[PROBLEM DETAILS] Wherever the string "grass" turns up in the data, copy the whole line.

Records from a collection:
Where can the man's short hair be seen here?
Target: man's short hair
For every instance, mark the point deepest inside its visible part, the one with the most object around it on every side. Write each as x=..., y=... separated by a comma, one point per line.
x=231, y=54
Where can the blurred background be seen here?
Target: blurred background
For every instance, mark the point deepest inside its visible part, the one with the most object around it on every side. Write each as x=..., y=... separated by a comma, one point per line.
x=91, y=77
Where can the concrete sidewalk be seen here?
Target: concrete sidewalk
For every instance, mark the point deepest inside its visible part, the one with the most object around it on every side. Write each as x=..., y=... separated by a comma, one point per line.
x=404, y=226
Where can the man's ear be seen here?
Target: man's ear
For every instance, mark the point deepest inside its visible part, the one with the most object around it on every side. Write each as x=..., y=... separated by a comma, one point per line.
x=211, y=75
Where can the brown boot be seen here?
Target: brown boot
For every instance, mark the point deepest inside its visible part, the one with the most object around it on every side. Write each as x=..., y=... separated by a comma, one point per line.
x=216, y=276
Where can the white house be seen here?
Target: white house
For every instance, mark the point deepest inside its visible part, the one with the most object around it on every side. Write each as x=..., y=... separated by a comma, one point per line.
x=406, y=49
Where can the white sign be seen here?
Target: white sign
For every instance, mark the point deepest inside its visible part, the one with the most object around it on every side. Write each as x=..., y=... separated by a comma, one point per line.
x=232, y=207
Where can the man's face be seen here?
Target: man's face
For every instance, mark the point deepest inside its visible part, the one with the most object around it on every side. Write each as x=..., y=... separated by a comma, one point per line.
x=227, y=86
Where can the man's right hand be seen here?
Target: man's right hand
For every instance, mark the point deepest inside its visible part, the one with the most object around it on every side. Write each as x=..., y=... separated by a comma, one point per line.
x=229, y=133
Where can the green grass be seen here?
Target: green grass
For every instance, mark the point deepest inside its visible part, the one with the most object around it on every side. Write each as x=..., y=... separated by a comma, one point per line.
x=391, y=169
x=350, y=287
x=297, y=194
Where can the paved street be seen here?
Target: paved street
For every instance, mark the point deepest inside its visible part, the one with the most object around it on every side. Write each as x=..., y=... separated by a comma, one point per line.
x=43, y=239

[REPLY TO THE EXERCISE]
Where can the green grass be seen here?
Target: green grass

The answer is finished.